- [WRITTEN PROBLEM A]
Transcribe the stretch of the accounting policy notes from "For 2023, we" through "eliminated in consolidation.".
- [WRITTEN PROBLEM B]
According to the accounting policy notes, what methods are used to determine the cost of inventories?
- [WRITTEN PROBLEM C]
Continue the accounting policy notes on the cruise company's financial statements past their final sentence.

- [TEXT]
==================================================

For 2023, we reclassified $11 million from restricted cash to prepaid expenses and other in the Consolidated Balance Sheets to conform to the current year presentation.

 

Preparation of Consolidated Financial Statements

 

The preparation of our consolidated financial statements in conformity with accounting principles generally accepted in the United States of America ("U.S. GAAP") requires management to make estimates and assumptions that affect the amounts reported and disclosed in our consolidated financial statements. We have made reasonable estimates and judgments of such items within our consolidated financial statements and there may be changes to those estimates in future periods. Actual results may differ from the estimates used in preparing our consolidated financial statements. All material intercompany balances and transactions are eliminated in consolidation.


Cash and Cash Equivalents

 

Cash and cash equivalents include investments with maturities of three months or less at acquisition which are stated at cost and present insignificant risk of changes in value.

 

Trade and Other Receivables

 

Although we generally require full payment from our customers prior to or concurrently with their cruise, we grant credit terms to a relatively small portion of our revenue source. We have receivables from credit card merchants and travel agents for cruise ticket purchases and onboard revenue. These receivables are included within trade and other receivables, net and are less allowances for expected credit losses.

 

Inventories

 

Inventories consist substantially of food, beverages, hotel supplies, fuel and retail merchandise, which are all carried at the lower of cost or net realizable value. Cost is determined using the weighted-average or first-in, first-out methods and applied consistently between major categories of inventory.

==================================================

- [STORED ROWS]
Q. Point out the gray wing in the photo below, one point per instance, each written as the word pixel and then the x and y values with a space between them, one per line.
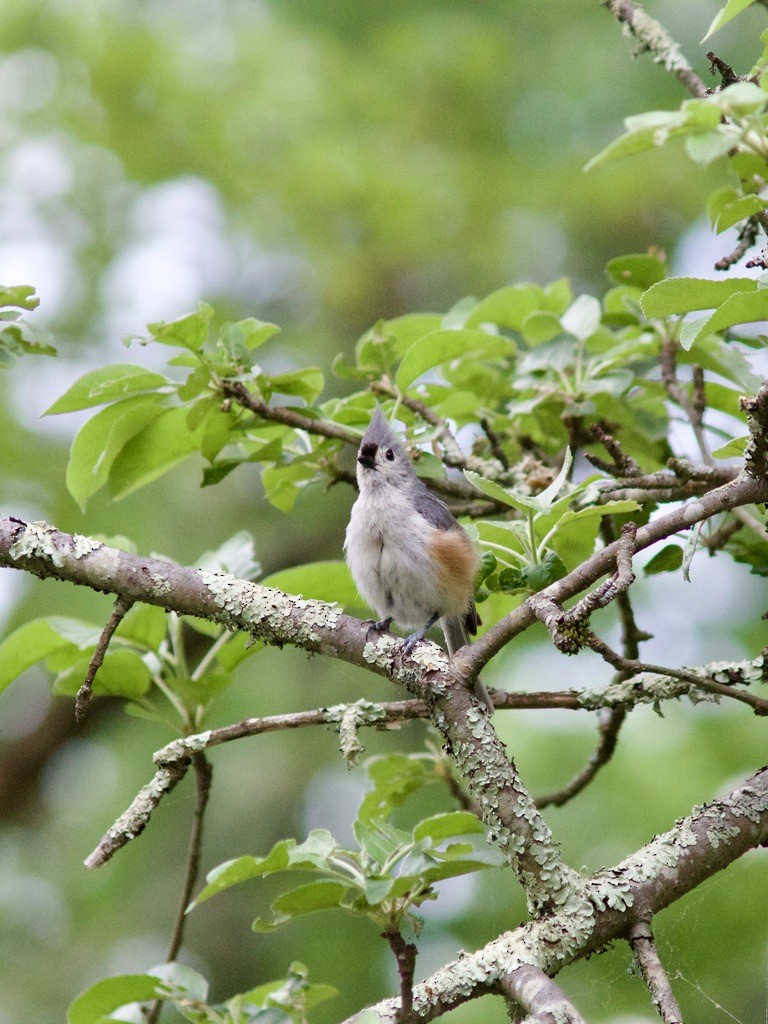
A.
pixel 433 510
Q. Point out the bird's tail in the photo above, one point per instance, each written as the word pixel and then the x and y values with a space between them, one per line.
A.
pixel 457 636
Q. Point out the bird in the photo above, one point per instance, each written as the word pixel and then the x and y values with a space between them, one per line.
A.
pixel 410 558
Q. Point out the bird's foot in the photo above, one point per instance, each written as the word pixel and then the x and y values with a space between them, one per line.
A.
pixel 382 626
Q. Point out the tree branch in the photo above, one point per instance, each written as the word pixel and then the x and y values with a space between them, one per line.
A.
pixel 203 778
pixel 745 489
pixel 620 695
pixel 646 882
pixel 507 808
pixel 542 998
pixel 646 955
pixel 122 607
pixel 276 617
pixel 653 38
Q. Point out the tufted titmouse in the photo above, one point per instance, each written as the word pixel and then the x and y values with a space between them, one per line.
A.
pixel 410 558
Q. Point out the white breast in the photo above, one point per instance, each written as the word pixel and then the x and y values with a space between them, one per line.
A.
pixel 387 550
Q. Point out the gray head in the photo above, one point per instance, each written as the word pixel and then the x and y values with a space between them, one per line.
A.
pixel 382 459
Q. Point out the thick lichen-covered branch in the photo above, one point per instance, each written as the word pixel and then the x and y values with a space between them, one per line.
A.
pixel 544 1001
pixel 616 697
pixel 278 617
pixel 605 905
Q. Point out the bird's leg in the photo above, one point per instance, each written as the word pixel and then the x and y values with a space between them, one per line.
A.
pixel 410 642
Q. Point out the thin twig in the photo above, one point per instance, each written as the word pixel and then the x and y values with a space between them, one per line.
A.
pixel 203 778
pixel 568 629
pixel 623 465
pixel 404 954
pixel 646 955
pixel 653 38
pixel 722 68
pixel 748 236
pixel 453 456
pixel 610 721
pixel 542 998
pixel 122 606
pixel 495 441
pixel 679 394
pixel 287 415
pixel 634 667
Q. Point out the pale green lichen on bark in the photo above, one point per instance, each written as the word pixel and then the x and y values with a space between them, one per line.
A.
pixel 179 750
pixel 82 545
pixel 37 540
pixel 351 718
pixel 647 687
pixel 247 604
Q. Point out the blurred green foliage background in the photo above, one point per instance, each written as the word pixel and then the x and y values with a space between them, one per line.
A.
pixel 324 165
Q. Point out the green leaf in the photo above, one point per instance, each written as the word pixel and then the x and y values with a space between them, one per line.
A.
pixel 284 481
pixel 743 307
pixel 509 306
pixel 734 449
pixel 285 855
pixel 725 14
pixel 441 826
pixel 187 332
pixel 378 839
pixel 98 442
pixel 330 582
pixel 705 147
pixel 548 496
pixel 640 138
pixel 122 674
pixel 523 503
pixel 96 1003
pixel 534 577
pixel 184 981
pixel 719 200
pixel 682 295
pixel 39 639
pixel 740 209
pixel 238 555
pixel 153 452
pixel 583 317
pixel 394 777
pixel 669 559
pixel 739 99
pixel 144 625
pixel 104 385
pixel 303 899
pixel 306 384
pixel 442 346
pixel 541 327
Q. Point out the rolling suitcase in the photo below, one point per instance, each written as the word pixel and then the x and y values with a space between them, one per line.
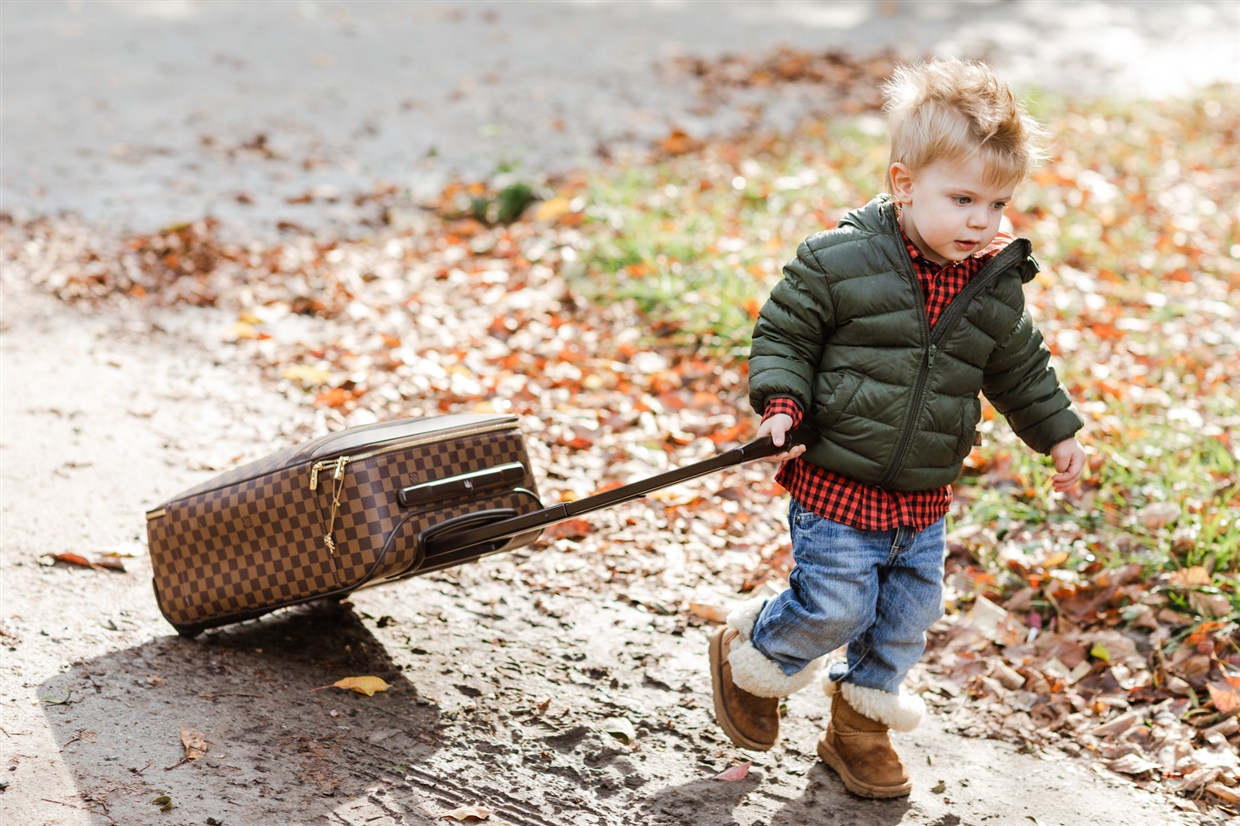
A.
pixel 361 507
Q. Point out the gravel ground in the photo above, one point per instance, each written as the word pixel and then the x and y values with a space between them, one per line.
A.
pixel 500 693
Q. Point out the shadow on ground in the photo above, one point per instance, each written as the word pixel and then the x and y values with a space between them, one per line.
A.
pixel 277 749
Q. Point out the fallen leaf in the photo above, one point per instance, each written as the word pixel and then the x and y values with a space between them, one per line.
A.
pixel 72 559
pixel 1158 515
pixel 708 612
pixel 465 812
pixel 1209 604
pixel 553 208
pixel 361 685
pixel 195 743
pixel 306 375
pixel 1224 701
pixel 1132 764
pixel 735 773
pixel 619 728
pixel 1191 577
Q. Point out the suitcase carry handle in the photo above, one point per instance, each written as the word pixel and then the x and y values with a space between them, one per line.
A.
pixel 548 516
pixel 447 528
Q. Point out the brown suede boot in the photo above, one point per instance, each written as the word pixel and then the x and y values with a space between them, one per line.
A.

==================================================

- [TASK RESPONSE A]
For 2023, we reclassified $11 million from restricted cash to prepaid expenses and other in the Consolidated Balance Sheets to conform to the current year presentation.

 

Preparation of Consolidated Financial Statements

 

The preparation of our consolidated financial statements in conformity with accounting principles generally accepted in the United States of America ("U.S. GAAP") requires management to make estimates and assumptions that affect the amounts reported and disclosed in our consolidated financial statements. We have made reasonable estimates and judgments of such items within our consolidated financial statements and there may be changes to those estimates in future periods. Actual results may differ from the estimates used in preparing our consolidated financial statements. All material intercompany balances and transactions are eliminated in consolidation.

- [TASK RESPONSE B]
The weighted-average or first-in, first-out methods.

- [TASK RESPONSE C]
Property and Equipment

 

Property and equipment are stated at cost less accumulated depreciation and any impairment charges. We capitalize interest as part of the cost of capital projects incurred during construction. Depreciation is computed using the straight-line method over our estimated useful lives of the assets to a residual value, as a percentage of original cost, as follows:

 

Years

 

Residual

Values

Ships

30

 

15%

Ship improvements

3-30

 

0%

Buildings and improvements

10-40

 

0%

Computer hardware and software

2-12

 

0%

Transportation equipment and other

3-20

 

0%

Leasehold improvements, including port facilities

Shorter of the remaining lease term or related asset life (3-30)

 

0%

 

The cost of ships under construction includes progress payments for the construction of new ships, as well as design and engineering fees, capitalized interest, construction oversight costs and various owner supplied items. Any liquidated damages received from shipyards are recorded as reductions to the cost basis of the ship.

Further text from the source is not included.